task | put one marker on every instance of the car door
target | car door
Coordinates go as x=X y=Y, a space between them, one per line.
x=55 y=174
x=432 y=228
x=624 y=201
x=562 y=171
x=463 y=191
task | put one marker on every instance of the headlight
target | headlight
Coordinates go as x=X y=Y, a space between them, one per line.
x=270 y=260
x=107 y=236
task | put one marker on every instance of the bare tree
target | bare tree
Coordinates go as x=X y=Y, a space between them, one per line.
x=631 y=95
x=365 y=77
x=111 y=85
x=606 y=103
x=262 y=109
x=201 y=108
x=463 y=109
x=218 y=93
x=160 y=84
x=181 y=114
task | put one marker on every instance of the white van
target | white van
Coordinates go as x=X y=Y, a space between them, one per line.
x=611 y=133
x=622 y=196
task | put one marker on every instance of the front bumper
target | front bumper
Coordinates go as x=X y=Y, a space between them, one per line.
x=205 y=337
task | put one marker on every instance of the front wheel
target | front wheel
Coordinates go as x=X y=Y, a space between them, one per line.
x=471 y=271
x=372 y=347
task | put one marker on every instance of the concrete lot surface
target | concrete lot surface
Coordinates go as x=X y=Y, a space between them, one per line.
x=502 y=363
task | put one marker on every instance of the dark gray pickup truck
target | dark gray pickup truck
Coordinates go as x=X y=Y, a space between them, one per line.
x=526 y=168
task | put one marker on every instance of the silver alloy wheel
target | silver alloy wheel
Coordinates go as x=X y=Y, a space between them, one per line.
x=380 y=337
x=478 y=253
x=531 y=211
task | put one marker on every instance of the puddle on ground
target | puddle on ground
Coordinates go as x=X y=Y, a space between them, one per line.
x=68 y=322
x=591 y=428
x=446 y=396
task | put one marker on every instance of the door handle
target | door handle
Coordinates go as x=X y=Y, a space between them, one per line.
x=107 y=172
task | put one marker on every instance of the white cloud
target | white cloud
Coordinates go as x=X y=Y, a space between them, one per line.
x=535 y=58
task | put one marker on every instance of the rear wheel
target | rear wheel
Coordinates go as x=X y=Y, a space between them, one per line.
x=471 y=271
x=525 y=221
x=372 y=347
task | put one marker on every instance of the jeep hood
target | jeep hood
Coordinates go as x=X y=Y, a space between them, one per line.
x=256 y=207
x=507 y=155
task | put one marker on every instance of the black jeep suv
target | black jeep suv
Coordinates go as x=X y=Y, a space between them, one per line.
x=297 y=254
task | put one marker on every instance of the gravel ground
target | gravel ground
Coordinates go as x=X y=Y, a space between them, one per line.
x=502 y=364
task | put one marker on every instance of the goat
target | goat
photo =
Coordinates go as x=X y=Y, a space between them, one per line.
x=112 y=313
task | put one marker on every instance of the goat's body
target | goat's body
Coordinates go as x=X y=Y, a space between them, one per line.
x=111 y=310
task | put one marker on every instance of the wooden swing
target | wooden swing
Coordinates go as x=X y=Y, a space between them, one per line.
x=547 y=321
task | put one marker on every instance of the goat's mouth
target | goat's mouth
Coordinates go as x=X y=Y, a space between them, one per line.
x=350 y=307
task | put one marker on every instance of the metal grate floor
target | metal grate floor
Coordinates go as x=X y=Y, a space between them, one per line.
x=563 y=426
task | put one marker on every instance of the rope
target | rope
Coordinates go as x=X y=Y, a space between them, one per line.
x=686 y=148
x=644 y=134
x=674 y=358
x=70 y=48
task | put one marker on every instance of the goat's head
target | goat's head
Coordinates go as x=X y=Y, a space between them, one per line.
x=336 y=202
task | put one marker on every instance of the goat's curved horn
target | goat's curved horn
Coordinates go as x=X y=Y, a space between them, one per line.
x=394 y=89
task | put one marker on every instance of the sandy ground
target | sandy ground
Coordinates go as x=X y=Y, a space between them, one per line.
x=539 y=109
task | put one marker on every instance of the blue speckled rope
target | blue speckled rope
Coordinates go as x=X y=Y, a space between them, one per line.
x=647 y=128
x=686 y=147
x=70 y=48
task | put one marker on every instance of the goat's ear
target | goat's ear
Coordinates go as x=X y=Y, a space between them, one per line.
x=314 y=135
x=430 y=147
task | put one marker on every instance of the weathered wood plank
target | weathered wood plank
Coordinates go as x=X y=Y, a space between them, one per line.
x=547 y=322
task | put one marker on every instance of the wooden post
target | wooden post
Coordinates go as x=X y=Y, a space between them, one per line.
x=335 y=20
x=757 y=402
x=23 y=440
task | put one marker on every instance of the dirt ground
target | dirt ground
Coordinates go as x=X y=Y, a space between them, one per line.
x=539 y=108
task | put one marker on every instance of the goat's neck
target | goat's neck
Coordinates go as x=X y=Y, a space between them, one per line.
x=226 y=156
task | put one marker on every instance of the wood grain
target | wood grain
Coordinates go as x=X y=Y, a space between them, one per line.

━━━━━━━━━━━━━━━━━━━━

— TASK DESCRIPTION —
Retype all of the material above line for line, leaving every word, number, and space unchanged.

— EXERCISE RESULT —
task | put one marker on every instance of the car door
target | car door
Coordinates go as x=X y=Y, a space between them, one per line.
x=55 y=174
x=432 y=228
x=624 y=201
x=562 y=171
x=463 y=191
task | put one marker on every instance of the headlight
target | headlight
Coordinates go as x=X y=Y, a space between them, one per line.
x=270 y=260
x=107 y=236
task | put one marker on every instance of the bare tree
target | bare tree
Coordinates go as x=X y=Y, a space between them, one per line.
x=631 y=95
x=365 y=77
x=111 y=85
x=606 y=103
x=262 y=109
x=201 y=108
x=463 y=109
x=218 y=93
x=160 y=84
x=181 y=114
task | put one marker on every instance of the white van
target | white van
Coordinates go as x=X y=Y, a space between them, one per line.
x=611 y=133
x=622 y=196
task | put one marker on every instance of the front bumper
target | front bumper
Coordinates go as x=X y=Y, a space between them, one per line.
x=205 y=337
task | put one marker on every instance of the front wheel
target | front wheel
Coordinates go as x=X y=Y, a space between them, one per line.
x=471 y=271
x=372 y=347
task | put one marker on every instance of the concrete lot surface
target | concrete lot surface
Coordinates go as x=X y=Y, a space between them, one per line.
x=502 y=363
task | put one marker on every instance of the dark gray pickup truck
target | dark gray pickup truck
Coordinates go as x=X y=Y, a space between them, one per line.
x=526 y=168
task | put one marker on every instance of the silver alloy wheel
target | silver alloy wheel
Coordinates go as x=X y=Y, a space between them, one per line.
x=380 y=337
x=478 y=253
x=531 y=211
task | put one marker on every instance of the puddle on ground
target | puddle on ground
Coordinates go as x=X y=Y, a space between them, one per line.
x=68 y=322
x=591 y=428
x=446 y=396
task | put one marker on every instance of the door handle
target | door handle
Coordinates go as x=X y=Y, a space between them, one per line.
x=107 y=172
task | put one marker on every instance of the white cloud
target | white cloud
Coordinates go as x=X y=Y, a space between them, one per line.
x=535 y=58
task | put one marker on every instance of the rear wheel
target | rear wheel
Coordinates go as x=X y=Y, a space between them, one per line.
x=471 y=271
x=525 y=221
x=372 y=347
task | put one marker on every instance of the jeep hood
target | jeep hood
Coordinates go as x=X y=Y, a space between them, one per line.
x=256 y=207
x=507 y=155
task | put one marker on every instance of the black jeep suv
target | black jeep suv
Coordinates go as x=X y=Y, a space between them, one per line.
x=297 y=254
task | put one marker on every instance of the gravel ground
target | gravel ground
Coordinates go as x=X y=Y, a space between them, one per line.
x=502 y=364
task | put one marker on every instance of the goat
target | goat
photo =
Coordinates go as x=X y=Y, a space between them, one per line.
x=112 y=313
task | put one marker on every instance of the goat's body
target | goat's body
Coordinates go as x=X y=Y, a space between them, one per line.
x=111 y=310
task | put one marker on every instance of the wooden swing
target | wooden swing
Coordinates go as x=X y=Y, a space between them, one per line.
x=547 y=321
task | put one marker on every instance of the goat's mouth
target | goat's mouth
Coordinates go as x=X y=Y, a space between them, one per line.
x=350 y=307
task | put one marker on every instance of the metal grate floor
target | metal grate floor
Coordinates go as x=X y=Y, a space between them, one per line.
x=563 y=426
task | put one marker on every instance of the rope
target | rope
Coordinates go as x=X y=Y, a space between them, one per line.
x=686 y=148
x=644 y=134
x=674 y=358
x=70 y=48
task | put one marker on every instance of the goat's head
target | goat's head
Coordinates go as x=X y=Y, a space between them, one per line.
x=336 y=202
task | put one marker on every instance of the goat's curved horn
target | goat's curved horn
Coordinates go as x=X y=Y, a space between them, one per line.
x=394 y=89
task | put one marker on every instance of the sandy ground
target | sandy ground
Coordinates go as x=X y=Y, a space between them, one per line.
x=539 y=109
task | put one marker on every instance of the blue speckled rope
target | blue speckled rope
Coordinates go as x=X y=Y, a space between them, one per line.
x=647 y=128
x=686 y=147
x=70 y=48
task | put one marker on every instance of the goat's ear
target | goat's ear
Coordinates go as x=X y=Y, a space between them, one per line.
x=314 y=135
x=430 y=147
task | put one marker on every instance of the weathered wood plank
target | weathered wood plank
Coordinates go as x=X y=Y, a space between them, one per line.
x=547 y=322
task | put one marker on every instance of the wooden post
target | wooden post
Coordinates go as x=X y=Y, a space between them, one per line.
x=335 y=20
x=757 y=402
x=23 y=440
task | put one marker on every instance of the dirt ground
target | dirt ground
Coordinates go as x=X y=Y, a space between them, one per line.
x=539 y=108
task | put one marker on every instance of the goat's neck
target | goat's neck
Coordinates go as x=X y=Y, a space between them, one per line.
x=226 y=156
task | put one marker on every instance of the wood grain
target | wood grain
Coordinates go as x=X y=Y, a space between them, one per line.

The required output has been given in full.